# Purchasing Domain Name?



## athallr (Oct 15, 2013)

I'm new to purchasing domain names...I went to a general site, domainsbot and it appears as though domain names are approx. .99 to purchase. Then when I went to godaddy it is $12.99. What is the difference? 
Thank you in advance for any information!
Amy


----------



## shunt2011 (Oct 15, 2013)

The first thing you need to do is do a domain search to see if it's even available.  I started out with a Weebly account at first and then purchased my domain.  Also, be very careful as there are people (not on this board) that will purchase a domain that's been searched and then charge big bucks to sell it to you.  I didn't tell anyone what mine was until I had purchased it.


----------



## ShayShay (Oct 15, 2013)

Hi, 
Different domains registrars offer some different services and benefits and it is best to go with a reputable one over a cheap one. It the scheme of things - I would rather spend $12.99 for Go Daddy - the largest provider in the space than save a few dollars and go with a registrar that doesn't have a large market share or good reputation. A lot of the differences are technical and in the fine print and I am not well versed enough to try and explain it. But here are some comparison sites that help explain some of those differences and which are the most recommended registrars. 

http://www.consumersearch.com/domain-registration
http://domain-name-registrars.findthebest.com/
http://domain-name-registrars.findthebest.com/
http://www.digitaltrends.com/computing/best-domain-name-registrars/

You'll see a few of the same companies mentioned as one of the best on each list and I would go with one of them for peace of mind.

Also, Shunt offered some great advise about about keeping mum on the name until you purchase. Also, I would suggest making a quick decision on the registrar and purchase the domain name you want. There are poachers out there with the capability to see what domains people are searching for and looking to buy and snapping it up before you have a chance to purchase. 

Good Luck!


----------



## pamielynn (Oct 15, 2013)

grab a couple that are close to your name as well. For example, if you type in www.barnesandnoble.com or www.bn.com you get to the same website for Barnes and Noble Booksellers. I also own my .com, .net and .us - just in case.


----------



## Paintguru (Oct 15, 2013)

I hate godaddy.  I went with hover.com


----------



## pamielynn (Oct 15, 2013)

I love godaddy - best customer support in town.


----------



## savonierre (Oct 15, 2013)

I use godaddy too...


----------



## Saswede (Oct 16, 2013)

I'm with Paintguru, and use Hover.  I prefer to keep my purchase of domain names and my web host separate, so that if I problem with the web host, it's easier to switch.  


Sent from my iPad using Soap Making


----------



## girlishcharm2004 (Oct 22, 2013)

I have a question.  I'm a little confused with the different company names and what they actually do.  For instance, I don't know the difference between WordPress, Blogger, Go-Daddy, Copyblogger, or 1N1.  I'm looking to get a storefront and a blog together.  So it would look something like www.storefront.com and the blog would be www.storefront.com/blog.  Am I on the right thread to be asking these questions?  I feel as old as my grandma right now.

** DATA SECTION **
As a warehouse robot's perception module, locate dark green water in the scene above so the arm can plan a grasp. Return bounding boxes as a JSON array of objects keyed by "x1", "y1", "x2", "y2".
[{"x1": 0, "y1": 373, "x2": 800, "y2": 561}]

** TASK GOAL **
Continue the forum thread about buying a domain name, starting after the last post shown.

** OUTPUT BELOW **
----------



## ShayShay (Oct 22, 2013)

> I have a question.  I'm a little confused with the different company  names and what they actually do.  For instance, I don't know the  difference between WordPress, Blogger, Go-Daddy, Copyblogger, or 1N1.   I'm looking to get a storefront and a blog together.  So it would look  something like www.storefront.com and the blog would be www.storefront.com/blog.  Am I on the right thread to be asking these questions?  I feel as old as my grandma right now.



Hi girlishcharm, 
I am not an expert, but I will try to help as best to my understanding. 

Wordpress and Blogger are primarily blogging platforms. Wordpress is a bit more robust and I have seen full websites developed with Wordpress and you can even create a store with one but not sure if it's the best option for that. If you have a blog set up with them, you can also incorporate it into your website.

Go-Daddy is primarily a domain registrar and hosting. You can also create a website with them, but I think their bread and butter is domain registration and web hosting.

I had never heard of CopyBlogger, but it looks to me to be just a blog about creating content. It seems to offer tutorials and tips etc. So I don't think you would be interested in this other than a learning resource. (it also seems to be built on the Wordpress platform)

1N1  - I don't know much about them, but they look like a GoDaddy competitor.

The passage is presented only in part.